• _CHALLENGE_
Present the following entries again, word for word and in full.

• _ENTRIES PROVIDED_
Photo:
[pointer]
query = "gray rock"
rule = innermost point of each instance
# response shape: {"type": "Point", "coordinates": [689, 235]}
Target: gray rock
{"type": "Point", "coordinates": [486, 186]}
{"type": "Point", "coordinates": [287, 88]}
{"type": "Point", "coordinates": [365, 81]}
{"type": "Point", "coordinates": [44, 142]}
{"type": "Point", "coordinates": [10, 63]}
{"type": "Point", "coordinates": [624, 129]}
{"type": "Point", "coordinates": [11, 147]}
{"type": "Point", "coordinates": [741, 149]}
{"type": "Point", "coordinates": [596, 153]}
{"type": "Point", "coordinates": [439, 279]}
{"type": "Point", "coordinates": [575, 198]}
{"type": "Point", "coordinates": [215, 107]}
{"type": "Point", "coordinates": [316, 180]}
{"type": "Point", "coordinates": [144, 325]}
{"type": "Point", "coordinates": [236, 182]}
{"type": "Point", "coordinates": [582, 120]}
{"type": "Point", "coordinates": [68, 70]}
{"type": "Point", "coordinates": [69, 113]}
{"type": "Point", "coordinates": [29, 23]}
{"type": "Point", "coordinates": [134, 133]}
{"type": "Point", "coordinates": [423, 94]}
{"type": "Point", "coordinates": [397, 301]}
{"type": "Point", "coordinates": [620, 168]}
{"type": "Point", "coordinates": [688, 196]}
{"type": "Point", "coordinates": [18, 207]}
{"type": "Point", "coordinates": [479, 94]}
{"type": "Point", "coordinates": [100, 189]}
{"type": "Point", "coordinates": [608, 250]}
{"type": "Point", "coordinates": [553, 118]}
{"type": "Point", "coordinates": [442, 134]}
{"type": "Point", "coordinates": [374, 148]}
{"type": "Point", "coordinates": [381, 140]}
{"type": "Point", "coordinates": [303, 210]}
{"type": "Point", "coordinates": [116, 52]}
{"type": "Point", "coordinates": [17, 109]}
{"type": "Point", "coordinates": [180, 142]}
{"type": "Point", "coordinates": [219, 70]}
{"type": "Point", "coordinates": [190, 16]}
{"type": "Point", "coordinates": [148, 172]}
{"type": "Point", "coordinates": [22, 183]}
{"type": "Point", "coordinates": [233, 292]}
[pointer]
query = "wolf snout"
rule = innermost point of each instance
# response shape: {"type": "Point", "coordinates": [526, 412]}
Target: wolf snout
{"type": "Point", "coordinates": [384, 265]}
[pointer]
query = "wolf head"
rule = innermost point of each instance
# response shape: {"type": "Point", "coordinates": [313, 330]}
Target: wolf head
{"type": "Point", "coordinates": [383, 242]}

• _RESULT BELOW_
Photo:
[pointer]
query = "gray rock"
rule = innermost point of each instance
# response shape: {"type": "Point", "coordinates": [689, 235]}
Target: gray rock
{"type": "Point", "coordinates": [486, 186]}
{"type": "Point", "coordinates": [287, 88]}
{"type": "Point", "coordinates": [365, 81]}
{"type": "Point", "coordinates": [44, 142]}
{"type": "Point", "coordinates": [10, 63]}
{"type": "Point", "coordinates": [624, 129]}
{"type": "Point", "coordinates": [11, 147]}
{"type": "Point", "coordinates": [741, 149]}
{"type": "Point", "coordinates": [596, 153]}
{"type": "Point", "coordinates": [439, 279]}
{"type": "Point", "coordinates": [575, 198]}
{"type": "Point", "coordinates": [215, 107]}
{"type": "Point", "coordinates": [316, 180]}
{"type": "Point", "coordinates": [144, 325]}
{"type": "Point", "coordinates": [236, 182]}
{"type": "Point", "coordinates": [582, 120]}
{"type": "Point", "coordinates": [68, 70]}
{"type": "Point", "coordinates": [69, 113]}
{"type": "Point", "coordinates": [29, 23]}
{"type": "Point", "coordinates": [134, 133]}
{"type": "Point", "coordinates": [423, 94]}
{"type": "Point", "coordinates": [397, 301]}
{"type": "Point", "coordinates": [620, 168]}
{"type": "Point", "coordinates": [688, 196]}
{"type": "Point", "coordinates": [18, 207]}
{"type": "Point", "coordinates": [479, 94]}
{"type": "Point", "coordinates": [100, 189]}
{"type": "Point", "coordinates": [608, 250]}
{"type": "Point", "coordinates": [553, 118]}
{"type": "Point", "coordinates": [442, 134]}
{"type": "Point", "coordinates": [374, 148]}
{"type": "Point", "coordinates": [381, 140]}
{"type": "Point", "coordinates": [303, 210]}
{"type": "Point", "coordinates": [116, 52]}
{"type": "Point", "coordinates": [17, 109]}
{"type": "Point", "coordinates": [180, 142]}
{"type": "Point", "coordinates": [219, 70]}
{"type": "Point", "coordinates": [190, 16]}
{"type": "Point", "coordinates": [148, 172]}
{"type": "Point", "coordinates": [22, 183]}
{"type": "Point", "coordinates": [233, 292]}
[pointer]
query = "wolf snout"
rule = innermost point of each instance
# response shape: {"type": "Point", "coordinates": [526, 412]}
Target: wolf snout
{"type": "Point", "coordinates": [384, 265]}
[pointer]
query = "wolf head"
rule = innermost point of each instance
# response shape: {"type": "Point", "coordinates": [313, 330]}
Target: wolf head
{"type": "Point", "coordinates": [383, 242]}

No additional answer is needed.